• [Extract]:
[Start of section]

American psychologist

Kathleen Ries Merikangas is the Chief of the Genetic Epidemiology Research Branch in the Intramural Research Program at the National Institute of Mental Health (NIMH) and an adjunct professor of epidemiology at the Johns Hopkins Bloomberg School of Public Health. She has published more than 800 papers, and is best known for her work in adolescent mental disorders.
== Early life and education ==
Merikangas was born Kathleen Ries to F. William and Dorothy Campbell Ries. Merikangas earned her bachelor's degree summa cum laude in experimental psychology and music from University of Notre Dame in 1973.

She received her master's degree from University of Pittsburgh School of Medicine, which was sponsored by National Institute on Alcohol Abuse and Alcoholism. During this time, she did her clinical training and internship at the Western Psychiatric Institute and Clinic at the University of Pittsburgh School of Medicine.

[End of section]

• [Source data]:
[Start of section]

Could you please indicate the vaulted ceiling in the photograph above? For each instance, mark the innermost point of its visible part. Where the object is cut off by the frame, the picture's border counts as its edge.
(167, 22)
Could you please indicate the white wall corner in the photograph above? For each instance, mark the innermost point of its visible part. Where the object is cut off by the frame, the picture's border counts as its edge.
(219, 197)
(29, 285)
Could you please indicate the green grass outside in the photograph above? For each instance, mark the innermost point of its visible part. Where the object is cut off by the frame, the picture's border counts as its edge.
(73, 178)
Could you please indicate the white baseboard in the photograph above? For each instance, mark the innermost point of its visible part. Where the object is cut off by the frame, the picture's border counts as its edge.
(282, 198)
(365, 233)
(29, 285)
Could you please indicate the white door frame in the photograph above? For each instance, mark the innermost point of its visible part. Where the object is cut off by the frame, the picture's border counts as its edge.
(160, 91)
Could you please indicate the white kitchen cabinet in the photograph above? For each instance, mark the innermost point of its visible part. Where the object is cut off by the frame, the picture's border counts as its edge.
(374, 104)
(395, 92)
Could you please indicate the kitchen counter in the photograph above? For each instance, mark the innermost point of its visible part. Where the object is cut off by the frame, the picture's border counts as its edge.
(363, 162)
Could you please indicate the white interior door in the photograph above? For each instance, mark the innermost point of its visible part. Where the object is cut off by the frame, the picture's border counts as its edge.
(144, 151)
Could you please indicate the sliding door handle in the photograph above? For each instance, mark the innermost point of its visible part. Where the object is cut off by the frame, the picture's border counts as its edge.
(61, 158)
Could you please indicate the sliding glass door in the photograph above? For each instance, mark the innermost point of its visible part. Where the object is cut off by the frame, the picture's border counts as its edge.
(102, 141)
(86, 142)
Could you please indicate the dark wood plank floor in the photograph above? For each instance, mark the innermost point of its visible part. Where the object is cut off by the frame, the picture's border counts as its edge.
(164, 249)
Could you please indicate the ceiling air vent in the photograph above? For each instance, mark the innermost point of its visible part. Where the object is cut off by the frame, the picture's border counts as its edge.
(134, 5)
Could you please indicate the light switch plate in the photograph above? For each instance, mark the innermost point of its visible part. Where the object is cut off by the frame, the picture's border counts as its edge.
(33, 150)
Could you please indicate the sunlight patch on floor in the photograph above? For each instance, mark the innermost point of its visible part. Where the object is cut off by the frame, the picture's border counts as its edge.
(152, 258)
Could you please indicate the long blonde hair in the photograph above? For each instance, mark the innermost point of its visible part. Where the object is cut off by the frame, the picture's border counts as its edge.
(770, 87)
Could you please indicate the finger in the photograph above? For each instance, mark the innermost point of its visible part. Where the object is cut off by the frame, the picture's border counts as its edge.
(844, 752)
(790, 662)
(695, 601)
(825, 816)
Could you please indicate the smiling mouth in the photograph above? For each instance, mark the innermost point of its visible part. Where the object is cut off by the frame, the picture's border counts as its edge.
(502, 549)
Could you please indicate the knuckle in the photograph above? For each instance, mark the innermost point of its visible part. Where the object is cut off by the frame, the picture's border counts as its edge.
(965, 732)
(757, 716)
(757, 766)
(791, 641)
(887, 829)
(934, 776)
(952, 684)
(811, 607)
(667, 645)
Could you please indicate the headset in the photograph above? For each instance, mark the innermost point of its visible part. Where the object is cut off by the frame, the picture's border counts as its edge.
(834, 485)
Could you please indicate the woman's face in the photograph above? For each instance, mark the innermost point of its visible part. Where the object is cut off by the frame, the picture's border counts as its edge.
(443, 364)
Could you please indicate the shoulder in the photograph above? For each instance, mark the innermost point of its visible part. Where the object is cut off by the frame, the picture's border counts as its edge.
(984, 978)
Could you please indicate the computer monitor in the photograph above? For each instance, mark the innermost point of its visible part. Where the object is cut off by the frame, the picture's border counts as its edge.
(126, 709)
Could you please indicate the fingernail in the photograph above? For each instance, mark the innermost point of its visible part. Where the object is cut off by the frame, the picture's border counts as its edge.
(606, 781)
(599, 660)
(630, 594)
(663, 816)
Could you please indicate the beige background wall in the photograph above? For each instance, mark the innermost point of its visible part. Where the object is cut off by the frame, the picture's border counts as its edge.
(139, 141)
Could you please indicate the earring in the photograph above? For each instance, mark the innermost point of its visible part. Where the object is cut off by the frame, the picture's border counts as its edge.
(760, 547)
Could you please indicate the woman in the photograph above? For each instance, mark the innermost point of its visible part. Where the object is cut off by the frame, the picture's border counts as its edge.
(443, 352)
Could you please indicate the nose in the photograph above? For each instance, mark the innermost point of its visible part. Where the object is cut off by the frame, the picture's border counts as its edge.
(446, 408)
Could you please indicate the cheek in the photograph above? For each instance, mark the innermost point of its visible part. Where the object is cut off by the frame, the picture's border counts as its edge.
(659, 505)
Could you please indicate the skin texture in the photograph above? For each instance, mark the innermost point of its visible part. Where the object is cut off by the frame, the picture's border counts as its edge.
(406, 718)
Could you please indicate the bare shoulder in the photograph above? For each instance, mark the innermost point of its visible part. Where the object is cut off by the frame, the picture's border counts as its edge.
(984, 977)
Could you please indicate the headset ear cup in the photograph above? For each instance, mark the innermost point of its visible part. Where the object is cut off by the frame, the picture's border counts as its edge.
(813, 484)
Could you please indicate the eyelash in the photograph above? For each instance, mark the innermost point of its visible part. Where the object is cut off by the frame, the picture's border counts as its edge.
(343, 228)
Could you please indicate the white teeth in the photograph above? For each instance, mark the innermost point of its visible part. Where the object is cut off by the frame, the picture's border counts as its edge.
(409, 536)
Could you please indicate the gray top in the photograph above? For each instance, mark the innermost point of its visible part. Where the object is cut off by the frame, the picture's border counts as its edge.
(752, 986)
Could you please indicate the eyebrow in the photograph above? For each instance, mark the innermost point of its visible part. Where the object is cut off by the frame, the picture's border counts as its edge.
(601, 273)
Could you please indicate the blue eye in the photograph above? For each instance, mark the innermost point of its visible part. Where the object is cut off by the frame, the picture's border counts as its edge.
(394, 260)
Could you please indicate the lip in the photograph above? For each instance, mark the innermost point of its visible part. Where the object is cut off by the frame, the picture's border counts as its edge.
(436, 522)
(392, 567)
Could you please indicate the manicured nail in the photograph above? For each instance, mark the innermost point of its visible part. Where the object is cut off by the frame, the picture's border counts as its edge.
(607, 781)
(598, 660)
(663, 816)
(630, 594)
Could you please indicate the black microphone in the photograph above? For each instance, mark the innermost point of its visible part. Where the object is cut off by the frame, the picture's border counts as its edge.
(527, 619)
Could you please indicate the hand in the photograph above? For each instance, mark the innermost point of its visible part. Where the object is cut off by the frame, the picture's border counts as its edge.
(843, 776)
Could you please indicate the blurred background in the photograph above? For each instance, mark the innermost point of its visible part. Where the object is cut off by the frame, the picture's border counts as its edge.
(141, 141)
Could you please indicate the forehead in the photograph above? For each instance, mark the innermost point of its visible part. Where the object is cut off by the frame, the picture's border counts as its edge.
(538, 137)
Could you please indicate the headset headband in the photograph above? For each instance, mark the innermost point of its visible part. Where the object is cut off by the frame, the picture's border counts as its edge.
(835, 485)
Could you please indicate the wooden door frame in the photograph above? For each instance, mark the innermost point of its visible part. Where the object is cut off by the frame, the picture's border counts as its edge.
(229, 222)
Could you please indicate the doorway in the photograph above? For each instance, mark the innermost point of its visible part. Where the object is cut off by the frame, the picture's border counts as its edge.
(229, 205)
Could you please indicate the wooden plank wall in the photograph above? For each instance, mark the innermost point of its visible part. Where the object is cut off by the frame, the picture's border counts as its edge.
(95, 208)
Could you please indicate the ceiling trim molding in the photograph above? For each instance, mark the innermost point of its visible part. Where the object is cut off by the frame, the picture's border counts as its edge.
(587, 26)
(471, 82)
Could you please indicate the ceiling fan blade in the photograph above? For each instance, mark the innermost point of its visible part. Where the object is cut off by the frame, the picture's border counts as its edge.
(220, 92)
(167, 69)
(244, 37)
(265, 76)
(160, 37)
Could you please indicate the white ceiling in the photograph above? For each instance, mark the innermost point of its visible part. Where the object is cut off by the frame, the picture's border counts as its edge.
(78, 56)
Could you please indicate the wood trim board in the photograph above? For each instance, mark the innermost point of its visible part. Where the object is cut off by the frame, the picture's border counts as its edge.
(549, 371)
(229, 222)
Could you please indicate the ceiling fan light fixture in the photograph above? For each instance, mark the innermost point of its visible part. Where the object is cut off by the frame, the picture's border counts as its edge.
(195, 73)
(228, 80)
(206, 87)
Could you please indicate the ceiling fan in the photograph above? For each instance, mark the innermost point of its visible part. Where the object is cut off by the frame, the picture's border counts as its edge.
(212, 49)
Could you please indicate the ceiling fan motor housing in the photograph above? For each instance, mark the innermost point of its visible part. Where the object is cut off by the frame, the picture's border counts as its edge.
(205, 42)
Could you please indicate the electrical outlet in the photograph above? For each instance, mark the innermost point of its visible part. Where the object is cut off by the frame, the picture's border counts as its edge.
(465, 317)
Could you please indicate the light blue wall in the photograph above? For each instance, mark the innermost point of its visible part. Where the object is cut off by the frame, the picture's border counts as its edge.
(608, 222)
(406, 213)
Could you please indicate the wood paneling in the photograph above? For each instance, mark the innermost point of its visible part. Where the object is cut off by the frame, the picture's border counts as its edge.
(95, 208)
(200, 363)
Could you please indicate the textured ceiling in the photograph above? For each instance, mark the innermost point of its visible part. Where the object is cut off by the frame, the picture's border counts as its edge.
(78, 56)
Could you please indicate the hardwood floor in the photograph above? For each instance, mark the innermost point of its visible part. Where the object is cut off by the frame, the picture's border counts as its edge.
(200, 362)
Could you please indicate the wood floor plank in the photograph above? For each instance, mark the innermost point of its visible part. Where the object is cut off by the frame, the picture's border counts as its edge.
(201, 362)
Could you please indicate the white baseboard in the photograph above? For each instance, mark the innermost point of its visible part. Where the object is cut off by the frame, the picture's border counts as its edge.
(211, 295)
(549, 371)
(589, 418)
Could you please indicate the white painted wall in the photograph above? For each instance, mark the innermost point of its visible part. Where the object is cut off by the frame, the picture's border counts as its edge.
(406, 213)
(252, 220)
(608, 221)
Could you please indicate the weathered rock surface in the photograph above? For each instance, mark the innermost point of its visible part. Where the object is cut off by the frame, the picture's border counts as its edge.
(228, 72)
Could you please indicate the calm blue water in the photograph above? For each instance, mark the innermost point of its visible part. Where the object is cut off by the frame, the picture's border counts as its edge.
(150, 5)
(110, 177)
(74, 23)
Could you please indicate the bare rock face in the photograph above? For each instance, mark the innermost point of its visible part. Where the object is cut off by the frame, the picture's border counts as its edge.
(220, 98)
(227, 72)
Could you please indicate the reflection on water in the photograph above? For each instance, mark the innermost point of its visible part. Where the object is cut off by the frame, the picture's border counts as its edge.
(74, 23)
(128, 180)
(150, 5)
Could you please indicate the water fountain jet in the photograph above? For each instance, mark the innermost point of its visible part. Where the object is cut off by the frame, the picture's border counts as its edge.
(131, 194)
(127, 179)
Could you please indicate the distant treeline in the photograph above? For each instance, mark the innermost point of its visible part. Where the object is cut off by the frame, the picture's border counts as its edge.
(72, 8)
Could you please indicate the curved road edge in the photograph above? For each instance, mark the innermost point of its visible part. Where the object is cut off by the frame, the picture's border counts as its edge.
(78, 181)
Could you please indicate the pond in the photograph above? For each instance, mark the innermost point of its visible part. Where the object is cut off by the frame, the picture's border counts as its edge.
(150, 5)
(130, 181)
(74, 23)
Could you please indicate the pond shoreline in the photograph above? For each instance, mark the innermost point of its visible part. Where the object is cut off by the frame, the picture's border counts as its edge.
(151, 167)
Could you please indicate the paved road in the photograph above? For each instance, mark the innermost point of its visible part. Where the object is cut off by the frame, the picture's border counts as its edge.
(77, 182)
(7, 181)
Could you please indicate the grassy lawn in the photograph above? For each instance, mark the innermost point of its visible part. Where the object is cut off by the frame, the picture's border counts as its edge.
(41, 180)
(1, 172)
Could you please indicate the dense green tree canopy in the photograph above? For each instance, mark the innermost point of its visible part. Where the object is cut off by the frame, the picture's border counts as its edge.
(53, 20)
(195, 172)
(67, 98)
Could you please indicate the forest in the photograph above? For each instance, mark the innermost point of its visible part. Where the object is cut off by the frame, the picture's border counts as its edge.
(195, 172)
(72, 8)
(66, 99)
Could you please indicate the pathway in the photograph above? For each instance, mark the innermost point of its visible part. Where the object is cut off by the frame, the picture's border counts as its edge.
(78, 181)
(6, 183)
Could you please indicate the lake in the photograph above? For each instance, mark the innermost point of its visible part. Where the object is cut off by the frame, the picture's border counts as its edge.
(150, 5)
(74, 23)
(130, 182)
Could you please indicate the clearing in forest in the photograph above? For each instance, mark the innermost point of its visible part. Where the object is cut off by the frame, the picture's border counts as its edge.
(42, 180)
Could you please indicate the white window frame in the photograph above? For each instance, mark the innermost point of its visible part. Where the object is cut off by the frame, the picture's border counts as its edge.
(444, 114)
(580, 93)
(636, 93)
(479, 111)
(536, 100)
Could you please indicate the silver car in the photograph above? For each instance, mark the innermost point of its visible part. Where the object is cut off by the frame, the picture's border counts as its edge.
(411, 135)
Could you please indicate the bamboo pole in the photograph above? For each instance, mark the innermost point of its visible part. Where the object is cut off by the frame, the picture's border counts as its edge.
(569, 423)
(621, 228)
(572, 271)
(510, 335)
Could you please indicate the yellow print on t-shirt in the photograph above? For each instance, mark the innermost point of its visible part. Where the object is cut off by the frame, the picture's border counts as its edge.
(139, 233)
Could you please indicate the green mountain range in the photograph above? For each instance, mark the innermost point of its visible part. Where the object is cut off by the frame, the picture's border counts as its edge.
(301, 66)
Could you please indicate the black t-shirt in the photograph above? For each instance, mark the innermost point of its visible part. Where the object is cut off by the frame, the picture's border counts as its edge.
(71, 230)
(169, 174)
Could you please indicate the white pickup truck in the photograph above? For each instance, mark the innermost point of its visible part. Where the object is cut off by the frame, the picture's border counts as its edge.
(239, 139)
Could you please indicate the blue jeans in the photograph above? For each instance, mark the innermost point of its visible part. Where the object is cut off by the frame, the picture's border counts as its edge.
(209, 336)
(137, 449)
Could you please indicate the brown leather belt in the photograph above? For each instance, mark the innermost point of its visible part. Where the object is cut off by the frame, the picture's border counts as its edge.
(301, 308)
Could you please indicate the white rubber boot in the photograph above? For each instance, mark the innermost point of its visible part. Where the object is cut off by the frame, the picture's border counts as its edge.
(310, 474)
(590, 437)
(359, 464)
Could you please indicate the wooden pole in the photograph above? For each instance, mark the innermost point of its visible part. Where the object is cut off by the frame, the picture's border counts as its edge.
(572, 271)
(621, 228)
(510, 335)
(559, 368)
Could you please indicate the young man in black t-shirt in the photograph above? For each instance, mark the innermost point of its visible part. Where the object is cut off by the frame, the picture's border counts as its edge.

[End of section]

• [What you need to do]:
a: Retype the Merikangas biography, everything from "Kathleen Ries Merikangas" down to "Dame in 1973.".
b: In one to three sentences, explain how the Merikangas biography links her clinical training and internship to her master's studies, and where that training took place.

• [Responses]:
a:
Kathleen Ries Merikangas is the Chief of the Genetic Epidemiology Research Branch in the Intramural Research Program at the National Institute of Mental Health (NIMH) and an adjunct professor of epidemiology at the Johns Hopkins Bloomberg School of Public Health. She has published more than 800 papers, and is best known for her work in adolescent mental disorders.
== Early life and education ==
Merikangas was born Kathleen Ries to F. William and Dorothy Campbell Ries. Merikangas earned her bachelor's degree summa cum laude in experimental psychology and music from University of Notre Dame in 1973.

b: The biography says she did her clinical training and internship while she was working on her master's degree at the University of Pittsburgh School of Medicine. The training took place at the Western Psychiatric Institute and Clinic at that same school.